━━━━━ Texto proporcionado

3. Por qué duele el amor
¿Quién no ha sufrido, en algún momento de su vida, por cuestiones amorosas? Quizás, junto a la muerte, el dolor romántico es la experiencia vital más común a lo largo y ancho del mundo, sin importar procedencias geográficas, clases sociales u orientaciones sexuales de aquellos a quiénes afecta. ¿Y quién, tras una ruptura sentimental, no ha pensado que igual se sentía como se sentía porque había algo en su cabeza que no estaba bien? Bueno, pues hoy os vengo a consolar. La socióloga franco-marroquí Eva Illouz no sólo planteó la pregunta correcta en su ensayo Por qué duele el amor, sino que además se atrevió a ofrecer respuestas.
Una pregunta tan ambiciosa requiere una respuesta a la altura. Por ello, Illouz disecciona en el libro los fundamentos del amor romántico contemporáneo para contraponerlos al ideal amoroso de nuestros antepasados del siglo XIX. Durante centurias, el ideal romántico en Occidente estuvo dominado por ideas de caballerosidad, cortesía y una entrega al otro que podríamos considerar como una experiencia casi religiosa. En la actualidad, no obstante, las cosas han cambiado: los ideales políticos relativos a la libertad sexual o la igualdad de género han provocado que el amor haya perdido este «halo místico» y haya sufrido una especie de profanación. Si hay una idea que domina la experiencia amorosa en la contemporaneidad es la de la elección. Por eso, Illouz analiza aquí con profusión la arquitectura de la elección de pareja, los fundamentos de la sexualidad y lo que considera un proceso de «enfriamiento del deseo» y de «debilitamiento de la voluntad».
En el siglo XIX, las mujeres eran consideradas atractivas no tanto por su belleza física como por su «belleza interior», entendida ésta como la rectitud moral, el carácter y la configuración psicológica de la mujer en cuestión. Es con la llegada del consumismo, en especial en relación al mercado de la cosmética a partir de las primeras décadas del siglo XX, cuando «la industria publicitaria desanudó el lazo entre la belleza y el carácter», posibilitando así la legitimación de la sexualización primero del cuerpo femenino y, después, del masculino. Este proceso tuvo una influencia determinante en el proceso de selección de pareja, ligando de forma indisoluble la idea de «vínculo romántico» y la de «atracción sexual». La belleza perseguida en el mercado matrimonial dejó de ser moral y la belleza física cobró importancia, lo que supuso que los criterios para la elección de pareja se subjetivizaran y dejaran de ser compartidos por la comunidad: en la actualidad no se trata de que las personas candidatas a encontrar pareja sean seres moralmente rectos y de la misma clase social que sus aspirantes, sino que la cosa se ha complejizado y «los límites sociales de carácter formal» que regulan el acceso a las relaciones amorosas han dejado de existir, dando paso a una competencia intensa en el mercado matrimonial porque, ahora, todos competimos contra todos.

━━━━━━━━━━

Tareas y ejercicios:
a) Reproduce el fragmento del texto sobre el amor romántico que va entre "3. Por qué duele" y "a ofrecer respuestas.", ambos incluidos.
b) En el texto sobre el amor romántico, ¿qué se entendía por «belleza interior» de una mujer en el siglo XIX?

━━━━━ Listado mostrado

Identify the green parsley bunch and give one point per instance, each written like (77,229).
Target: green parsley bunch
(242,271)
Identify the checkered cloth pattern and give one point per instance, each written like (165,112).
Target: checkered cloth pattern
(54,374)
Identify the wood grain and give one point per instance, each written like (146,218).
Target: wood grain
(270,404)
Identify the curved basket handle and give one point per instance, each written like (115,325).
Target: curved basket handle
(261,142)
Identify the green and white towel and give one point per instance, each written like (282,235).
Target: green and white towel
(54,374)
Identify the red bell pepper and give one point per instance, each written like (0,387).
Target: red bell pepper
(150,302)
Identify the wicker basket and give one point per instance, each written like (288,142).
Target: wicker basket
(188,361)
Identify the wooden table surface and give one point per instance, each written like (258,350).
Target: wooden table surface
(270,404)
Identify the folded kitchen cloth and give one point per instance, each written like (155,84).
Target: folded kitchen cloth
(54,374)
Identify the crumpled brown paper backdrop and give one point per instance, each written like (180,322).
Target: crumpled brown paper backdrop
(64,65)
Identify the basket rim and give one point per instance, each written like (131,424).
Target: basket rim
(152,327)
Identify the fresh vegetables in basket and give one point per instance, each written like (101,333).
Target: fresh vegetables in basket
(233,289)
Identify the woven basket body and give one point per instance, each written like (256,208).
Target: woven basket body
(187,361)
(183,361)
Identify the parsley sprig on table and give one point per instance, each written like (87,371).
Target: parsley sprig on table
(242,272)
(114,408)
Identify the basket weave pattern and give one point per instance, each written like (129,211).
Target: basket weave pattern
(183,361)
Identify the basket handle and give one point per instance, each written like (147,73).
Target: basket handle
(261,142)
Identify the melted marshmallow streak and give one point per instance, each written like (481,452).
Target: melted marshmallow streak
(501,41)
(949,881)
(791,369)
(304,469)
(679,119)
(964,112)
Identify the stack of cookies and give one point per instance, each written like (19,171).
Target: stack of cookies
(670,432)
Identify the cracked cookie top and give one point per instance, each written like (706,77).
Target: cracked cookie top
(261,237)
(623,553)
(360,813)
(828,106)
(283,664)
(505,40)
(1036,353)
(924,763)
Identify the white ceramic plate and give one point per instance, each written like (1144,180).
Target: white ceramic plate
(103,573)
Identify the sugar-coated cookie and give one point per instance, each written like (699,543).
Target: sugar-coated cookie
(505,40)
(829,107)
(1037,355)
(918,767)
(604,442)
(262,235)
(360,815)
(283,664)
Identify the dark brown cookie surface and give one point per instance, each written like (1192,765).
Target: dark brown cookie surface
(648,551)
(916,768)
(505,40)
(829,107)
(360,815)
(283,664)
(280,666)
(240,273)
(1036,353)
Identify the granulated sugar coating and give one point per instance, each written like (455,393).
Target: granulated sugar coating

━━━━━━━━━━

Respuestas por tarea:
a)
3. Por qué duele el amor
¿Quién no ha sufrido, en algún momento de su vida, por cuestiones amorosas? Quizás, junto a la muerte, el dolor romántico es la experiencia vital más común a lo largo y ancho del mundo, sin importar procedencias geográficas, clases sociales u orientaciones sexuales de aquellos a quiénes afecta. ¿Y quién, tras una ruptura sentimental, no ha pensado que igual se sentía como se sentía porque había algo en su cabeza que no estaba bien? Bueno, pues hoy os vengo a consolar. La socióloga franco-marroquí Eva Illouz no sólo planteó la pregunta correcta en su ensayo Por qué duele el amor, sino que además se atrevió a ofrecer respuestas.

b) La rectitud moral, el carácter y la configuración psicológica de la mujer en cuestión.